### Consigne
Reproduisez intégralement, sans la moindre modification, l'extrait ci-dessous consacré à Jean Verdier.

### Extrait de page
--------------------------------

La performance n’a d’importance que si elle collective. Voilà, en substance, le mantra de Jean Verdier, infatigable promoteur de la bio depuis des décennies, tant comme agriculteur qu’acteur de premier plan des fédérations professionnelles de transformateurs..
Fils d’agriculteurs conventionnels, Jean Verdier n’a pas prolongé l’héritage de l’exploitation tout de suite. Il a préféré s’ouvrir de nouveaux horizons possibles pendant ses études, mais l’écologie et l’agriculture se sont rappelées à lui : « en prépa, j’ai assisté à une conférence de René Dumont qui m’a sensibilisé à la faim dans le monde et cela a orienté mes études d’ingénieur, avec une thèse sur les pesticides et leurs métabolites. Alors, je pestais car on parlait trop souvent des fongicides, que l’on savait pourtant cancérigènes, comme « non dangereux » et je me suis dit que je voulais œuvrer à faire différemment ».

--------------------------------

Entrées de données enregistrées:

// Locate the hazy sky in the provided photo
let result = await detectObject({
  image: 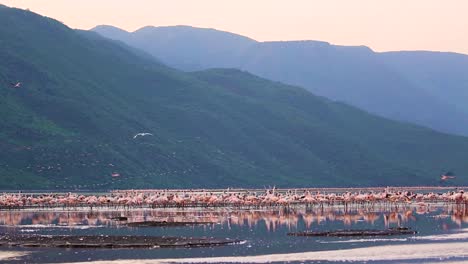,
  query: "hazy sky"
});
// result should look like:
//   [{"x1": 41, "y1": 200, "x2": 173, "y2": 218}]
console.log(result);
[{"x1": 0, "y1": 0, "x2": 468, "y2": 54}]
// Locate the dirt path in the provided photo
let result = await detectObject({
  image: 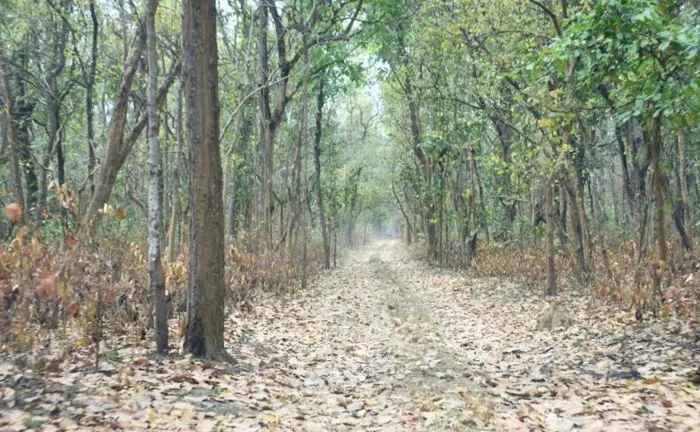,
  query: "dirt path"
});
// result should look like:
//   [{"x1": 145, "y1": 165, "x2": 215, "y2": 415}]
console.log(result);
[
  {"x1": 224, "y1": 241, "x2": 700, "y2": 431},
  {"x1": 0, "y1": 241, "x2": 700, "y2": 432}
]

--------------------------------

### Corrigé
La performance n’a d’importance que si elle collective. Voilà, en substance, le mantra de Jean Verdier, infatigable promoteur de la bio depuis des décennies, tant comme agriculteur qu’acteur de premier plan des fédérations professionnelles de transformateurs..
Fils d’agriculteurs conventionnels, Jean Verdier n’a pas prolongé l’héritage de l’exploitation tout de suite. Il a préféré s’ouvrir de nouveaux horizons possibles pendant ses études, mais l’écologie et l’agriculture se sont rappelées à lui : « en prépa, j’ai assisté à une conférence de René Dumont qui m’a sensibilisé à la faim dans le monde et cela a orienté mes études d’ingénieur, avec une thèse sur les pesticides et leurs métabolites. Alors, je pestais car on parlait trop souvent des fongicides, que l’on savait pourtant cancérigènes, comme « non dangereux » et je me suis dit que je voulais œuvrer à faire différemment ».